(Saved entries)
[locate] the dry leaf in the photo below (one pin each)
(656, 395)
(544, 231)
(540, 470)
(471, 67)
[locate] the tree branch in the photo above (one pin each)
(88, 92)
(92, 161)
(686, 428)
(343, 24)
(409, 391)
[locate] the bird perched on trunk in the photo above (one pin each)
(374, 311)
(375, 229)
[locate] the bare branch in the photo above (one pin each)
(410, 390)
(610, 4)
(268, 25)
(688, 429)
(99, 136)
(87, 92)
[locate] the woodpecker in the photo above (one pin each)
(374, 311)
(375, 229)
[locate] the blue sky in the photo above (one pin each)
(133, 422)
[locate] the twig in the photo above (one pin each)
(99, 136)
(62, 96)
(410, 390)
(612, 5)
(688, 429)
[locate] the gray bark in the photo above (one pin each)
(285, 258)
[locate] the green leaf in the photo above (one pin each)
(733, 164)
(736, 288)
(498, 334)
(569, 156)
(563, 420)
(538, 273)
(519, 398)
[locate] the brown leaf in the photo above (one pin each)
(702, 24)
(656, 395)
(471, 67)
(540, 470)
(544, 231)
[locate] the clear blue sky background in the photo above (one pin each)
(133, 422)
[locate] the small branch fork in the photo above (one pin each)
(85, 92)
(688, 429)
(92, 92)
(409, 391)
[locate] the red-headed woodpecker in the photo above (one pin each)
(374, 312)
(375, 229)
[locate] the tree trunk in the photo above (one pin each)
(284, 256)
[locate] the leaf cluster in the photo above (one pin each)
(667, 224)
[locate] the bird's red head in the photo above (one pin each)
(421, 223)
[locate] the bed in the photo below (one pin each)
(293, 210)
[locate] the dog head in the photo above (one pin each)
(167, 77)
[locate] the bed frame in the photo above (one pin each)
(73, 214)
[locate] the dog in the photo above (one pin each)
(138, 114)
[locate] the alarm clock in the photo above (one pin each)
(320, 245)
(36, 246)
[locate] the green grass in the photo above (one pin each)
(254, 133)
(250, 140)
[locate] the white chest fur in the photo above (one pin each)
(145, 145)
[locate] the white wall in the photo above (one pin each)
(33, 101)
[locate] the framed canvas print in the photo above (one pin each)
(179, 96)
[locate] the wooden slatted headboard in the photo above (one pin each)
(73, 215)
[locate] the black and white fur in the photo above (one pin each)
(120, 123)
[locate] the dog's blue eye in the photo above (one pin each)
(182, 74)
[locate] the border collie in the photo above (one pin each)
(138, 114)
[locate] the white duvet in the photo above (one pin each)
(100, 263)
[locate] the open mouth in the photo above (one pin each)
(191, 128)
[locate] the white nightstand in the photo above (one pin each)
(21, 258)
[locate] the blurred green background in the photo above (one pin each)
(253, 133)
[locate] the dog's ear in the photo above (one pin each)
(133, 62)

**EXERCISE PROMPT**
Your task is to repeat each of the records above exactly.

**YOUR RESPONSE**
[locate] the dry leaf in the photo below (one pin each)
(656, 395)
(544, 231)
(540, 470)
(471, 67)
[locate] the tree branch in the photo above (one pin each)
(88, 92)
(92, 161)
(686, 428)
(343, 24)
(409, 391)
[locate] the bird perched on trunk in the photo above (one pin each)
(374, 311)
(375, 229)
[locate] the bare branch in the photo above (one pin each)
(410, 390)
(610, 4)
(268, 25)
(688, 429)
(99, 136)
(87, 92)
[locate] the woodpecker in the photo above (one pin each)
(374, 311)
(375, 229)
[locate] the blue sky in the photo above (one pin each)
(133, 422)
[locate] the twig in the photo above (one pin each)
(99, 136)
(62, 96)
(410, 390)
(612, 5)
(688, 429)
[locate] the gray bark in the photo above (one pin each)
(285, 258)
[locate] the green leaf in the photo above (one pin each)
(733, 164)
(736, 288)
(498, 334)
(569, 156)
(563, 420)
(538, 273)
(519, 398)
[locate] the brown leaf in the photo above (one pin each)
(702, 24)
(656, 395)
(471, 67)
(540, 470)
(544, 231)
[locate] the clear blue sky background in the photo above (one pin each)
(133, 422)
[locate] the small branch fork in the photo above (one pin each)
(85, 92)
(688, 429)
(92, 92)
(409, 391)
[locate] the red-headed woodpecker in the photo above (one pin each)
(374, 312)
(375, 229)
[locate] the tree trunk in the photo above (one pin each)
(284, 256)
[locate] the leaf cluster in the photo above (one pin each)
(667, 224)
[locate] the bird's red head in the photo above (one pin each)
(421, 223)
[locate] the bed in the photo below (one pin each)
(293, 210)
[locate] the dog head in the photo above (one pin each)
(167, 77)
[locate] the bed frame in the photo above (one pin each)
(73, 214)
[locate] the dog in the photo above (one pin each)
(138, 114)
[locate] the alarm clock in the photo above (one pin each)
(320, 245)
(36, 246)
[locate] the green grass in the photo above (one pin each)
(254, 133)
(250, 140)
[locate] the white chest fur in the photo above (one pin each)
(145, 145)
[locate] the white wall in the photo above (one pin each)
(33, 101)
[locate] the framed canvas print in the photo above (one pin each)
(179, 96)
[locate] the wooden slatted headboard in the photo above (one pin each)
(73, 215)
[locate] the black and white fur in the photo above (one pin each)
(120, 123)
[locate] the dog's blue eye in the photo above (one pin each)
(182, 74)
[locate] the border collie in the photo above (one pin each)
(138, 114)
[locate] the white duvet in the photo above (one pin each)
(100, 263)
[locate] the open mouth in the photo above (one pin each)
(191, 128)
[locate] the white nightstand in the photo above (one pin each)
(21, 258)
[locate] the blurred green background in the photo above (one pin each)
(253, 133)
[locate] the dog's ear in the photo above (one pin each)
(133, 62)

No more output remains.